Jacob Bell's family has been traced back to the middle of the seventeenth century. A John Bell married Elizabeth at Embleton near Cockermouth, Cumbria on April 2 1651. In the early eighteenth century, three of their grandchildren moved to London. One of these grandchildren, also called John, had a son called Jacob. This Jacob was the paternal grandfather of the Jacob Bell who is the subject of this exhibition.
According to Jacob junior, his grandfather had been a successful mastmaker at Wapping Wall in London's Docklands until the American War of Independence. He then became a hosier to avoid any involvement with the supply of materials for war, which was against his principles as a Quaker. However, on the senior Jacob's marriage certificate to Sarah Sheppard in September 1771, he was described as a 'hozier and citizen and Longbow Stringmaker.' On its fifth daughter’s birth certificate in 1785, he was described as a mastmaker. It therefore seems that he did profit from the prosperous shipbuilding industry that the American War brought about.
Both of Jacob Bell's parents came from long-established Quaker families. Jacob Bell's father, John, was born in 1774. John Bell was apprenticed to a chemist and druggist, Frederick Smith (1757-1823) who owned a business on 29 Haymarket, London. Frederick was a Quaker, who had been sacked from the Post Office when he refused to give evidence about a robbery because of his religious objection to capital punishment and to oath-taking. Smith took over his father-in-law's pharmacy business, even though he had no experience in the profession, and made a success of it. John Bell married Eliza (d.1839), Smith’s eldest daughter, in 1802. They had 8 children.

## Work task 1
In the Jacob Bell family history, to whom was John Bell apprenticed?
## Work task 2
Return the part of the Jacob Bell family history that opens with the words containing "Both of Jacob" and closes with "had 8 children.".
The lines after this point are separate material, unconnected to the Jacob Bell family history.

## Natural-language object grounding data
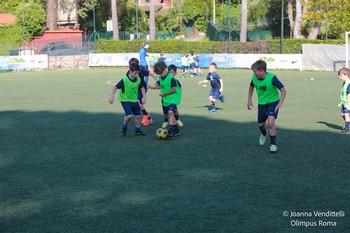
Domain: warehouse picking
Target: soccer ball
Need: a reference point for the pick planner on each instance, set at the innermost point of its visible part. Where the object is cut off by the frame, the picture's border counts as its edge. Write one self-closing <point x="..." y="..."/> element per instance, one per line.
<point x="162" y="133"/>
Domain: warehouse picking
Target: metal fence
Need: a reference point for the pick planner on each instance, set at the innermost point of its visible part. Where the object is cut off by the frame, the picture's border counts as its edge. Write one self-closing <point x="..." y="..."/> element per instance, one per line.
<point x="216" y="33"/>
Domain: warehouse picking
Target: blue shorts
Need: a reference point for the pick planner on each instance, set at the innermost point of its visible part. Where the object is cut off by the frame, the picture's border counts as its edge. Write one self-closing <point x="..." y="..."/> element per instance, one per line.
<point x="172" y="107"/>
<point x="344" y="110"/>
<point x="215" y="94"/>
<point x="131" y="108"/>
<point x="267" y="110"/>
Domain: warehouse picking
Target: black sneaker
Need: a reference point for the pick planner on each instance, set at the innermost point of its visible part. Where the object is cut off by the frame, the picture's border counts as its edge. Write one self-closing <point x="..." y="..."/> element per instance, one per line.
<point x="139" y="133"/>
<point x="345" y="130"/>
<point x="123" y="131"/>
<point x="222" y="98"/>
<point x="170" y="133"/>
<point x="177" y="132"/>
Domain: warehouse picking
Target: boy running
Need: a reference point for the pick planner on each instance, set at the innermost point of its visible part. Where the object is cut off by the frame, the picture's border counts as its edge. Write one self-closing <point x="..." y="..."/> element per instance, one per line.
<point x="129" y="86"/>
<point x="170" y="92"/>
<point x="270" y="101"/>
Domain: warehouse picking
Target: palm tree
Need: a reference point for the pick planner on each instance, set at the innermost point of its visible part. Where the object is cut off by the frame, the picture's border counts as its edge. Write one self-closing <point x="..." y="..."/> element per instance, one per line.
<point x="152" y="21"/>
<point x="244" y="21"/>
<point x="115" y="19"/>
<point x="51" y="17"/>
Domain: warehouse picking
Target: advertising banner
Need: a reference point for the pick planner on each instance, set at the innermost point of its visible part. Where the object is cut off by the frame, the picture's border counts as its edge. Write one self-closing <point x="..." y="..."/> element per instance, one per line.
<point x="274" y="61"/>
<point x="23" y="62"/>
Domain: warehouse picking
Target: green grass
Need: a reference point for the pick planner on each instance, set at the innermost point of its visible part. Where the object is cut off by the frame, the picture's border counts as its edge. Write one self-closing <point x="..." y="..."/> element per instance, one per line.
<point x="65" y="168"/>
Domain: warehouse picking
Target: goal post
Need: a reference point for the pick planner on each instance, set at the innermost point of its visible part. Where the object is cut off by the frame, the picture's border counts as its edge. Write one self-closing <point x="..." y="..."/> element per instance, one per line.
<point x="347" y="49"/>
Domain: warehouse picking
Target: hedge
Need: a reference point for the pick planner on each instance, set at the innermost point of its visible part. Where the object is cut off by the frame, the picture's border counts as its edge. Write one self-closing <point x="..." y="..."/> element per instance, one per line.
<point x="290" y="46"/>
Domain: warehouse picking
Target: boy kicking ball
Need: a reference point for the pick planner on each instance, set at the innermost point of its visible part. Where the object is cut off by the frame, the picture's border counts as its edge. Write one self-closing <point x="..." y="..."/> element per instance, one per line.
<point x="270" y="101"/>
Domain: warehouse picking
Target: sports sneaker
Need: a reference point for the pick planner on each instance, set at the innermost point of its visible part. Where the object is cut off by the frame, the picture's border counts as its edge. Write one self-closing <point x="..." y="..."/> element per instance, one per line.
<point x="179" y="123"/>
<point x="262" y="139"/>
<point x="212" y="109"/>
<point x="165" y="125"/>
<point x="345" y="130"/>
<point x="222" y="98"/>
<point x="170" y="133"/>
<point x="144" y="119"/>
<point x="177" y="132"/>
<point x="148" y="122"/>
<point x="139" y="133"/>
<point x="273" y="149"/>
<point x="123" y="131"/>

* * *

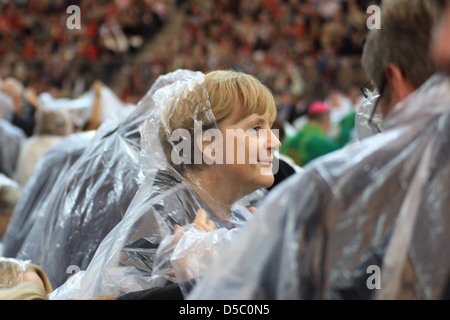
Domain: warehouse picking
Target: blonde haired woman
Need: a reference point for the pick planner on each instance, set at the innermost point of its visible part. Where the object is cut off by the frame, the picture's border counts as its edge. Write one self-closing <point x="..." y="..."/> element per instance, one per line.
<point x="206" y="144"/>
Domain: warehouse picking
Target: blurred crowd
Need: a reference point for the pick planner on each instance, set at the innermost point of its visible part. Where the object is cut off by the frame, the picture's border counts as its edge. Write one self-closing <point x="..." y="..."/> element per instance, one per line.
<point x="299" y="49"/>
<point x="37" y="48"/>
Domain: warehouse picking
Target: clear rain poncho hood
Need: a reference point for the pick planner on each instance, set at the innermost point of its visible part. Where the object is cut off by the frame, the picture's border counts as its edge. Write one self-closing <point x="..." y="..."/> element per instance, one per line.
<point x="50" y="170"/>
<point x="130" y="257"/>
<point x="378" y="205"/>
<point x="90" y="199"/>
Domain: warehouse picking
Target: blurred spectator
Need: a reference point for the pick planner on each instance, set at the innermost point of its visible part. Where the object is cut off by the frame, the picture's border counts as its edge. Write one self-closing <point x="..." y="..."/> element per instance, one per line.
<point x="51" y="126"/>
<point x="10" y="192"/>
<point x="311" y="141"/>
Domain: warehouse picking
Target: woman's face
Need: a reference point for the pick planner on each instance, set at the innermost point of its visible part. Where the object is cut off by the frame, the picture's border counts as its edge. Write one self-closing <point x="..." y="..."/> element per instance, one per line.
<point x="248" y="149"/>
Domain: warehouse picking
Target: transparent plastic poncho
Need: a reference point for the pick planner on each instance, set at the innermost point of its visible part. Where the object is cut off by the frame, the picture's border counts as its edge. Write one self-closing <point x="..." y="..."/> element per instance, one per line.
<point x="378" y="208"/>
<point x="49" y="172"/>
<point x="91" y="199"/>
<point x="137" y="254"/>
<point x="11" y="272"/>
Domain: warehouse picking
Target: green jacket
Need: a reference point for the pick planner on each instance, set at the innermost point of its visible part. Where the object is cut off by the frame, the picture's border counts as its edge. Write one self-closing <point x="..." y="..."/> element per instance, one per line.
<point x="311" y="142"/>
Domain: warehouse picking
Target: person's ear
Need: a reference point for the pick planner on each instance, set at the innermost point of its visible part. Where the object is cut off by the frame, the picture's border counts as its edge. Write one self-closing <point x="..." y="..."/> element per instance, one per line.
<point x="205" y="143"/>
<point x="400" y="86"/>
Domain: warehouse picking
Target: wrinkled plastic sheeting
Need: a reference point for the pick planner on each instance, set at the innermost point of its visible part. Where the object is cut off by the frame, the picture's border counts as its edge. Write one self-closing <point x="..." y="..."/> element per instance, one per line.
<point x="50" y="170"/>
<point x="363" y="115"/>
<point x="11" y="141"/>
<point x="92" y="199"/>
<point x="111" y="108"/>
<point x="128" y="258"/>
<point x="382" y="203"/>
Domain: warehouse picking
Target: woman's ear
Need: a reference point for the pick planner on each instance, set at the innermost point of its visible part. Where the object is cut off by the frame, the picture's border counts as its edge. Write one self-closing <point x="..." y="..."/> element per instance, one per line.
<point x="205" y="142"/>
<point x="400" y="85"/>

## Your response 1
Frederick Smith, a chemist and druggist with a business on 29 Haymarket, London.

## Your response 2
Both of Jacob Bell's parents came from long-established Quaker families. Jacob Bell's father, John, was born in 1774. John Bell was apprenticed to a chemist and druggist, Frederick Smith (1757-1823) who owned a business on 29 Haymarket, London. Frederick was a Quaker, who had been sacked from the Post Office when he refused to give evidence about a robbery because of his religious objection to capital punishment and to oath-taking. Smith took over his father-in-law's pharmacy business, even though he had no experience in the profession, and made a success of it. John Bell married Eliza (d.1839), Smith’s eldest daughter, in 1802. They had 8 children.